Give again exactly, and only, the lines between the line holding "det: woman in blue blazer" and the end of the listing, both boundary lines included.

Entries shown.
^^^^

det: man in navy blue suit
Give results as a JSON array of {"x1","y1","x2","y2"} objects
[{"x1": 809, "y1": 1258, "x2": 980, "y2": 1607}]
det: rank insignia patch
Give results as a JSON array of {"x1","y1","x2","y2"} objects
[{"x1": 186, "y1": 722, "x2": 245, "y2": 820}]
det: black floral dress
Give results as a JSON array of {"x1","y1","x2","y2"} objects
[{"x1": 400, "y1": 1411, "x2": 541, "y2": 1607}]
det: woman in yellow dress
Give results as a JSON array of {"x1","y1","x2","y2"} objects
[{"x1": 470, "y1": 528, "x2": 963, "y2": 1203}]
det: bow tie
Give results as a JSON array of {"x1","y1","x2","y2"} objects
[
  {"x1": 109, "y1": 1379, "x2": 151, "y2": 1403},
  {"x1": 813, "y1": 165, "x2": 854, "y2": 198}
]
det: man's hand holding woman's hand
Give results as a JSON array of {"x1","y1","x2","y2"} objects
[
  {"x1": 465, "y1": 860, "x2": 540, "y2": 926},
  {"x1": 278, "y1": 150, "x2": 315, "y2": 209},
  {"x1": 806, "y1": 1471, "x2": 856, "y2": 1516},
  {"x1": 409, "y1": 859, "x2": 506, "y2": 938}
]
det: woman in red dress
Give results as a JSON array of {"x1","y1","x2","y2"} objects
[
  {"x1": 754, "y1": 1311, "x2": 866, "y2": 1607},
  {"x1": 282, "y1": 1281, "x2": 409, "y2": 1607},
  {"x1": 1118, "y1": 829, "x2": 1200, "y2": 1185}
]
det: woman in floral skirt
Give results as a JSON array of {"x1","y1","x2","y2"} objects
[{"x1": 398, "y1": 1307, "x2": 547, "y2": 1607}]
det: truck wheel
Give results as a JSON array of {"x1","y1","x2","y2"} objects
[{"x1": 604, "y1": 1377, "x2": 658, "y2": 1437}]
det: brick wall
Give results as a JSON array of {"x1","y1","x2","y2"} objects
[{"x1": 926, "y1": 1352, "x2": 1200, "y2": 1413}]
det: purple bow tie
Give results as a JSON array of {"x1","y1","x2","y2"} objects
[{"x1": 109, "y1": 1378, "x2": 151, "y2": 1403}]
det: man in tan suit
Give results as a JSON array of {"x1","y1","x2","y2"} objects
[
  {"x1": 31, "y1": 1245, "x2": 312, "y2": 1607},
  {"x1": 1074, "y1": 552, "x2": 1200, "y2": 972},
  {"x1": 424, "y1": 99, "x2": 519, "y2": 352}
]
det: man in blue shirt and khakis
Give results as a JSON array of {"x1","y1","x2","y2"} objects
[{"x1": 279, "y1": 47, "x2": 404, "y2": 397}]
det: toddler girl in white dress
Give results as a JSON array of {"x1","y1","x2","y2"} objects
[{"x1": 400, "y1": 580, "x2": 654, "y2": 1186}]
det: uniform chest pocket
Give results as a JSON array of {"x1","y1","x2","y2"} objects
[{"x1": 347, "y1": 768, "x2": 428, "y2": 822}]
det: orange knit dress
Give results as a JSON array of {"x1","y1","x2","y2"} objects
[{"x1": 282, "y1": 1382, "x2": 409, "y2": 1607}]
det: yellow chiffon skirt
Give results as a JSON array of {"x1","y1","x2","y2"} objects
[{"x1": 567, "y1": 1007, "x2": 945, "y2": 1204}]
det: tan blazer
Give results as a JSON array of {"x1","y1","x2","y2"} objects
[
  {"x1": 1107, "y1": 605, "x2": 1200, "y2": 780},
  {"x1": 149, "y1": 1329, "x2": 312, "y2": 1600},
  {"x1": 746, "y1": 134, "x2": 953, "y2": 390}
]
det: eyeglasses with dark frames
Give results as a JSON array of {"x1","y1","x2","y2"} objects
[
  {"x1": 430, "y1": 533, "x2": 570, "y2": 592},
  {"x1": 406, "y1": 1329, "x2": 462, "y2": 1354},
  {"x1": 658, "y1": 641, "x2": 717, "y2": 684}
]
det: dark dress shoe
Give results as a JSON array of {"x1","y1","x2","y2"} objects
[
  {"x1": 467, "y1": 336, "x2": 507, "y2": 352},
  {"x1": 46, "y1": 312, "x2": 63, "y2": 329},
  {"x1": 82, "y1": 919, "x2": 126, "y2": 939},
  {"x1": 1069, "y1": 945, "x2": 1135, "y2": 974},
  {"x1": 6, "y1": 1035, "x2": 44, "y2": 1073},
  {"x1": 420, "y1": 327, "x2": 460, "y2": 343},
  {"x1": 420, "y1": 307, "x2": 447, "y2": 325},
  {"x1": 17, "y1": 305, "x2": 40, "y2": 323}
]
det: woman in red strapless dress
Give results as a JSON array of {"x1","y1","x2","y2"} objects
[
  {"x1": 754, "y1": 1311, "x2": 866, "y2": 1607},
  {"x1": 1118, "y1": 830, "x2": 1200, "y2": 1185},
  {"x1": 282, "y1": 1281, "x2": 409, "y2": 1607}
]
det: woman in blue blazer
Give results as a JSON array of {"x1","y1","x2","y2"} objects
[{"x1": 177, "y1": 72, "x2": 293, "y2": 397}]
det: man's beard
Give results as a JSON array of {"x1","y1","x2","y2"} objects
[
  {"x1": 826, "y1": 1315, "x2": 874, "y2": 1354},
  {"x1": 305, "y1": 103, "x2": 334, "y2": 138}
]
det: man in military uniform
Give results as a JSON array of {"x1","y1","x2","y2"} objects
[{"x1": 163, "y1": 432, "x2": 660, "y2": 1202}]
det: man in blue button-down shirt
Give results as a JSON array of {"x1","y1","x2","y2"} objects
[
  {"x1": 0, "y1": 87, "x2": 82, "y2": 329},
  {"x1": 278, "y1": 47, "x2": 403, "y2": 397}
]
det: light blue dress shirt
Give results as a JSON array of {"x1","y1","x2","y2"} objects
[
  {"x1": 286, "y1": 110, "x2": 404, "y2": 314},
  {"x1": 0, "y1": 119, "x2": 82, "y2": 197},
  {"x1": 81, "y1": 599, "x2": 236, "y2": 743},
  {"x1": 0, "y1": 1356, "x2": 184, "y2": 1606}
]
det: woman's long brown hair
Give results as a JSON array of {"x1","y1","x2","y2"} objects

^^^^

Response to the exercise.
det: woman in blue blazer
Give results as a JSON array of {"x1","y1","x2","y2"} objects
[{"x1": 177, "y1": 72, "x2": 293, "y2": 397}]
det: man's beard
Give results as a JSON array of {"x1","y1","x2","y2"} objects
[
  {"x1": 826, "y1": 1315, "x2": 874, "y2": 1354},
  {"x1": 305, "y1": 103, "x2": 334, "y2": 138}
]
det: man in military uniform
Give results as a JSON array of {"x1","y1","x2","y2"} objects
[{"x1": 163, "y1": 432, "x2": 660, "y2": 1202}]
det: man in blue button-down shirt
Give results as a JSON array of {"x1","y1","x2","y2"} objects
[
  {"x1": 0, "y1": 87, "x2": 82, "y2": 329},
  {"x1": 278, "y1": 47, "x2": 403, "y2": 397}
]
det: light blue dress shirt
Give results as a JSON array of {"x1","y1","x2","y2"} objects
[
  {"x1": 286, "y1": 110, "x2": 404, "y2": 314},
  {"x1": 0, "y1": 119, "x2": 82, "y2": 197},
  {"x1": 81, "y1": 599, "x2": 236, "y2": 743},
  {"x1": 0, "y1": 1356, "x2": 184, "y2": 1606}
]
det: woman's long brown hair
Give results as a JSON array of {"x1","y1","x2","y2"} objects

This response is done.